INPUT DATA Start Marker

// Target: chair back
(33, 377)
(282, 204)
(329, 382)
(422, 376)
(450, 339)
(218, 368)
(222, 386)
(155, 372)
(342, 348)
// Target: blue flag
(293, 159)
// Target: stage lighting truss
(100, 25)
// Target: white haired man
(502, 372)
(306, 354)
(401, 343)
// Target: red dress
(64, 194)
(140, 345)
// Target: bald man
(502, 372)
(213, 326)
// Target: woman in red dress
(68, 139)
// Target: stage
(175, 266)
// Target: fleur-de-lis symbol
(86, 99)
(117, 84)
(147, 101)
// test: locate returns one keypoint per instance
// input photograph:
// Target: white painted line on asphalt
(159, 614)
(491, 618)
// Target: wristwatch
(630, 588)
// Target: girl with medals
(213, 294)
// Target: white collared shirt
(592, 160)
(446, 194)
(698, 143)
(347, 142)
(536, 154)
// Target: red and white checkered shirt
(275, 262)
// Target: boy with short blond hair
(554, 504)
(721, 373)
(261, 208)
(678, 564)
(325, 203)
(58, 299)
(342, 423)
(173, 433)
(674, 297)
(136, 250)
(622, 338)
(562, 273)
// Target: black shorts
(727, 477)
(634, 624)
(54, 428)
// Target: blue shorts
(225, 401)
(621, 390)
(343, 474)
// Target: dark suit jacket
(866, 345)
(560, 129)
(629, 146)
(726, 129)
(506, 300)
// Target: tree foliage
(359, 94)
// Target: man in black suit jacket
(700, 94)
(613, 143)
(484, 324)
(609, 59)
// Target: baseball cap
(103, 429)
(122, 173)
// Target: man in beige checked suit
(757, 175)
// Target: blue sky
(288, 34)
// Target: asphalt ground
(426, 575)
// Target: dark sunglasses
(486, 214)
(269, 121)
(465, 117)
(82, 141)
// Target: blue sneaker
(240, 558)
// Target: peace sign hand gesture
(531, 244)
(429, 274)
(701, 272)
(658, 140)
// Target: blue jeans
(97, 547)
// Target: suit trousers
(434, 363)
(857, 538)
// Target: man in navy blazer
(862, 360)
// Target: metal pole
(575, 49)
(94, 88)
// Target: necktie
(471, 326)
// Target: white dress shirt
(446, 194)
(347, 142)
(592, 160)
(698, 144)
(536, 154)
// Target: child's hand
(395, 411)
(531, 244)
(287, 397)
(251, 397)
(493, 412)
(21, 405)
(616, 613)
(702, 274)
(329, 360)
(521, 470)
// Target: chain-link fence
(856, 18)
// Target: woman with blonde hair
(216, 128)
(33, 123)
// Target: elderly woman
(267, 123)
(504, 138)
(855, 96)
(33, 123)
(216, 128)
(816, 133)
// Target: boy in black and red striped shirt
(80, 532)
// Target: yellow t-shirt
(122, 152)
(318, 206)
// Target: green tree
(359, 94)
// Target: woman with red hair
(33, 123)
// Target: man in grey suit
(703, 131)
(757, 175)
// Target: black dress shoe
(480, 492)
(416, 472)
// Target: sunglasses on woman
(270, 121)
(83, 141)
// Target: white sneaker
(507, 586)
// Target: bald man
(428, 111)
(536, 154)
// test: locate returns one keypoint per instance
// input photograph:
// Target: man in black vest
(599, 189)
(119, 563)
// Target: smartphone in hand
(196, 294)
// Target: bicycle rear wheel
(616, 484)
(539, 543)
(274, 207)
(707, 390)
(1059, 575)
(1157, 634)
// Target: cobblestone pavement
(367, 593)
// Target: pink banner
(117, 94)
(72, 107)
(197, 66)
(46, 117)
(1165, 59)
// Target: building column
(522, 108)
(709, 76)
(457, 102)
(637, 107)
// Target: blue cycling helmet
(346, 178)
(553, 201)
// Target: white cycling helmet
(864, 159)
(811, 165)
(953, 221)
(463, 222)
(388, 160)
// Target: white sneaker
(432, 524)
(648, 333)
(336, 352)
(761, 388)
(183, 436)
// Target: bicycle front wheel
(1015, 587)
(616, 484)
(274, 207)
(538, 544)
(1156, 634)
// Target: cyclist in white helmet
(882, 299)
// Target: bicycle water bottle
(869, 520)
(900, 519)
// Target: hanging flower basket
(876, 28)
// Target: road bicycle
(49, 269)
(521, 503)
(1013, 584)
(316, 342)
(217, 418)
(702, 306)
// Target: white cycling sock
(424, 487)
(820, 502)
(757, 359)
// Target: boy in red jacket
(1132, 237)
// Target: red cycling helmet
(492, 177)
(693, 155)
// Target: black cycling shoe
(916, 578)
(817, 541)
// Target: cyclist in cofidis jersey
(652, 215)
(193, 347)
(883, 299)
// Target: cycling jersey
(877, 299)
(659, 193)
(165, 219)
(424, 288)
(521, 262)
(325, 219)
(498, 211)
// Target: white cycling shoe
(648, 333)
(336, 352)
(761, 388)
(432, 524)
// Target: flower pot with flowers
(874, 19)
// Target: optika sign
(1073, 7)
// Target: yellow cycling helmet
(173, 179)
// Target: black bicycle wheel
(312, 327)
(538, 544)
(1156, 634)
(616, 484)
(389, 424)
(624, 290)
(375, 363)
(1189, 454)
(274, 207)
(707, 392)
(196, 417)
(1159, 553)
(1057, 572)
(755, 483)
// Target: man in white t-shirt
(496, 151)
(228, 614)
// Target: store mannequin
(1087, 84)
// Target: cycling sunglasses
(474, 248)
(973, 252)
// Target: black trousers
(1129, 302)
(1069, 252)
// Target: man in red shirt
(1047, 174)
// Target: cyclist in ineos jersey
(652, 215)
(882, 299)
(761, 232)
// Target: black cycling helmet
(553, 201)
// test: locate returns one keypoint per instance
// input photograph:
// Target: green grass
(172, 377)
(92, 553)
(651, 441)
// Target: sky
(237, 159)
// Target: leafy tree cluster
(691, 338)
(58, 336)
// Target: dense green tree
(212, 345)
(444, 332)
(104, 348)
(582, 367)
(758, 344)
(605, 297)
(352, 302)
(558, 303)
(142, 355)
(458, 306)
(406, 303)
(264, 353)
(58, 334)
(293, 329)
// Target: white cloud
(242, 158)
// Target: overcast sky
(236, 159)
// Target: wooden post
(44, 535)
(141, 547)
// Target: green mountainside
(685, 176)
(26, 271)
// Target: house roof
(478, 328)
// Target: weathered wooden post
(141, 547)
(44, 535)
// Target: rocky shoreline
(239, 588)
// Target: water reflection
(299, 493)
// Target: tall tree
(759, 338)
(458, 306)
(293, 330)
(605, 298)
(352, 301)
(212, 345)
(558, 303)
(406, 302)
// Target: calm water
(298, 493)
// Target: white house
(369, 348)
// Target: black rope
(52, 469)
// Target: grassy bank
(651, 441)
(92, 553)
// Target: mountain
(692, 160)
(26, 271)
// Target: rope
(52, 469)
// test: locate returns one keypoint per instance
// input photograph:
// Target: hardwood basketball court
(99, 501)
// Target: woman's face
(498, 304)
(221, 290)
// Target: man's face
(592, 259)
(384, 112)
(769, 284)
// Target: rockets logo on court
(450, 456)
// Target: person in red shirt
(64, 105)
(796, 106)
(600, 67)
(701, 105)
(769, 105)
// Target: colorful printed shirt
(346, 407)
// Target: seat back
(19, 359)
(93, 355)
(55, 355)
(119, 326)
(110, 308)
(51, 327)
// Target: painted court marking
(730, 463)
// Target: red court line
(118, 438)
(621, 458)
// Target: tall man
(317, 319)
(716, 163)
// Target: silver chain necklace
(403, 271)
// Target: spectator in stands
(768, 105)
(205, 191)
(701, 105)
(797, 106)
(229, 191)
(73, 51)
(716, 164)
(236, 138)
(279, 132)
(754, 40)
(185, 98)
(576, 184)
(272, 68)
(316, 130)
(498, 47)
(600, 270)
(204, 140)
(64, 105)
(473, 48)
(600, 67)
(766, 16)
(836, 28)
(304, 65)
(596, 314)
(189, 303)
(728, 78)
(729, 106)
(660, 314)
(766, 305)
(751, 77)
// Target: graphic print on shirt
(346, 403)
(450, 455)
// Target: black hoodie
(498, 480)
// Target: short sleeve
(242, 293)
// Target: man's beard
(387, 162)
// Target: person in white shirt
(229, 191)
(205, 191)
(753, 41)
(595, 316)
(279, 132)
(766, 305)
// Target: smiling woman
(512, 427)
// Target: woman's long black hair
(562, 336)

INPUT DATA End Marker

Exact copies of the lines from the one containing "Target: seat back" through the final line of the records are all the answer should hold.

• _ANSWER FOR THE TASK_
// Target: seat back
(19, 359)
(93, 355)
(55, 355)
(119, 326)
(110, 308)
(51, 327)
// Target: painted court marking
(730, 463)
// Target: red court line
(118, 438)
(621, 458)
// Target: tall man
(317, 319)
(716, 163)
// Target: silver chain necklace
(403, 271)
// Target: spectator in stands
(768, 105)
(205, 191)
(701, 105)
(797, 106)
(229, 191)
(73, 51)
(716, 164)
(236, 138)
(279, 132)
(754, 40)
(185, 98)
(576, 184)
(272, 68)
(316, 130)
(498, 47)
(600, 270)
(204, 140)
(64, 105)
(473, 48)
(600, 67)
(766, 16)
(836, 28)
(304, 65)
(596, 314)
(189, 303)
(728, 78)
(729, 106)
(660, 314)
(766, 305)
(751, 77)
// Target: graphic print on shirt
(346, 403)
(450, 455)
// Target: black hoodie
(498, 480)
// Target: short sleeve
(242, 293)
// Target: man's beard
(387, 162)
// Target: person in white shirt
(229, 191)
(205, 191)
(753, 41)
(595, 316)
(279, 132)
(766, 305)
// Target: smiling woman
(512, 427)
// Target: woman's long black hair
(562, 336)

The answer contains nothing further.